*YOUR ASSIGNMENT*:
Copy each entry precisely as written, and do not carry over the pictures.
___ AVAILABLE DATA
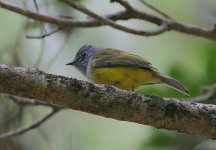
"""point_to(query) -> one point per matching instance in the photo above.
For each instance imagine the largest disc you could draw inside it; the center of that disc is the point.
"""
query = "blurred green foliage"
(191, 60)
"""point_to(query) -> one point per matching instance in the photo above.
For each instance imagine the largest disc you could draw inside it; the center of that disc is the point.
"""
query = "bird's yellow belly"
(127, 78)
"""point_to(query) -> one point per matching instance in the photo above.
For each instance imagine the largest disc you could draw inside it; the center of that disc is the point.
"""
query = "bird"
(121, 69)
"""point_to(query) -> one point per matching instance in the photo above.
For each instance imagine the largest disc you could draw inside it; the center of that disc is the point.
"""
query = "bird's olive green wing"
(117, 58)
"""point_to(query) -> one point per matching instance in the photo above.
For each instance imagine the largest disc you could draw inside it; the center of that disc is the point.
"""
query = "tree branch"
(128, 13)
(111, 23)
(168, 113)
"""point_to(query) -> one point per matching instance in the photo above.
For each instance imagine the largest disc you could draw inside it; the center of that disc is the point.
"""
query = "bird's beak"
(71, 63)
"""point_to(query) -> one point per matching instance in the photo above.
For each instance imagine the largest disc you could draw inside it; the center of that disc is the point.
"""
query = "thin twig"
(208, 33)
(26, 101)
(44, 35)
(155, 9)
(111, 23)
(29, 127)
(124, 3)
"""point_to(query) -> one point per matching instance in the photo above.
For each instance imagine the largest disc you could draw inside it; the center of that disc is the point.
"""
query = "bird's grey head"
(83, 56)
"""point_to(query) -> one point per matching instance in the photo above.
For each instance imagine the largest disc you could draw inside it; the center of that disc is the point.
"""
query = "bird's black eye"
(83, 54)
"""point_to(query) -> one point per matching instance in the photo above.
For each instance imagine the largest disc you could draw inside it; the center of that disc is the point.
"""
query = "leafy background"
(189, 59)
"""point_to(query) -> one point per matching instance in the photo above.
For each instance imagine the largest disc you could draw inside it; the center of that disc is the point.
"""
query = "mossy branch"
(172, 114)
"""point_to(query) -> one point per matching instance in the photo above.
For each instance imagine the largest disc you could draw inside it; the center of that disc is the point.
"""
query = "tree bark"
(167, 113)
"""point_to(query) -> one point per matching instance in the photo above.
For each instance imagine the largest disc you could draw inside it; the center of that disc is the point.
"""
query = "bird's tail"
(172, 83)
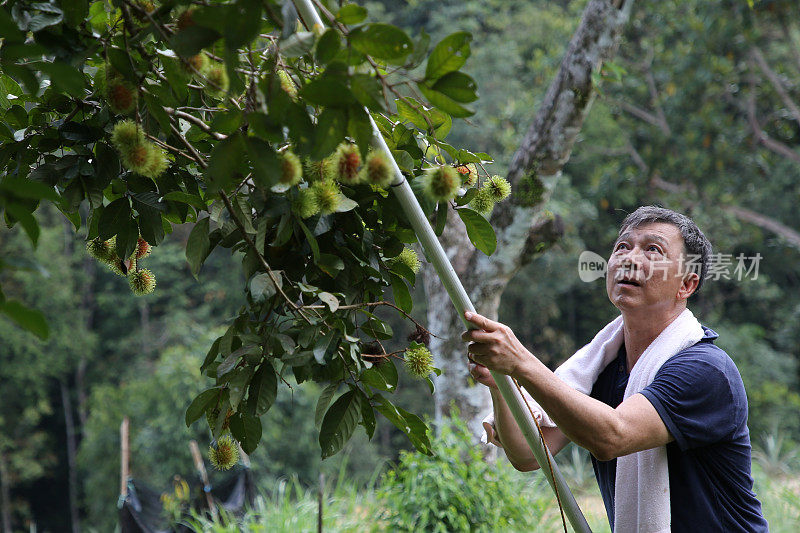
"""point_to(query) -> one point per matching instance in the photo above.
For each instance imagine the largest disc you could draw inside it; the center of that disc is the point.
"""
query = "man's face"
(644, 270)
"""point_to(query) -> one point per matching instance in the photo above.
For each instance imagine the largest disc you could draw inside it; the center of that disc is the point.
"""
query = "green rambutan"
______
*FINISHED EXERCISE*:
"""point_to(query) -> one point per matching instance in the photo above.
For each instance imagine the largest disc you could draw inside it; the center of that disc is the point.
"""
query = "blurred green foliage"
(191, 60)
"""point_to(query) -> one point per matching instance in the photo above.
For each instance imagine the largest disc you could draw inside it; the center of that disc is the point.
"""
query = "bird's yellow belly"
(127, 78)
"""point_to(query) -> one point per matching instance in the photo above.
For each instance imagine the largest disc you could draw inside it; the center of that disc is the point.
"""
query = "bird"
(121, 69)
"""point_to(query) -> one point per matching instance in the photo above.
For each instance imagine the largest disc you could draw inside it; the center of that disc is the point.
"""
query = "bird's olive green wing"
(117, 58)
"""point_to(query) -> one point per matching instance in the photo above.
For each instance imagine the largest disc you could draw inside it; the center of that disc is the point.
"""
query = "tree branch"
(128, 13)
(111, 23)
(168, 113)
"""point_to(query) -> one point per matching instance in the photo above.
For each instance imagine the largest disc you could draw inside it; the center of that disc is the point.
"""
query = "bird's beak"
(71, 63)
"""point_to(query) -> one point per matching instance in the photo above.
For each instance imagine the largest disc you could draw inside it; the center of that disc is the point.
"""
query = "thin twig"
(208, 33)
(26, 101)
(44, 35)
(155, 9)
(111, 23)
(29, 127)
(124, 3)
"""point_to(query) -> one point per matching instance in the photo above.
For each instance imagine the largest disc you could draw inside it; the center of that disc is the point.
"""
query = "bird's grey head"
(83, 56)
"""point_to(query) -> one point per matching instance in the photo above.
For each instance imagine the largest disc you could draw inside it; the center of that disc is the point.
"""
query = "bird's black eye"
(83, 54)
"""point_to(query) -> one point per matching instance in the photo above.
For each instance imagine the largest disc you could draw inside it; the center of that disc is the point.
"""
query = "leafy background"
(189, 59)
"""point_to(query) -> one point per matching instance in the photo above.
For each instance imagine the largest disc you could draw inside it; the center of that disc is the point.
"""
query = "mossy branch"
(172, 114)
"""point_to(query) -> one point per matching instance in the photo above.
For each instance imagine the largest disc you could draw inside it; the center of that disc is the point.
"""
query = "tree bark"
(167, 113)
"""point_to(query) -> one point per matching instance in the photo above.
For each instance imagine the largest disc you could draw inside it; the center of that disc is the point.
"""
query = "bird's tail"
(172, 83)
"""point_to(query) -> one point per matching instance in the photo above.
For each instance imagine the largest disc you could draw inside it; the center of that disc is the point.
"""
query = "man's face"
(644, 270)
"""point_to(query) -> one point per matching instance in the photo above.
For each instance imagine the largest disc you could draw inside it; the center of that disc is the point.
"""
query = "green rambutan"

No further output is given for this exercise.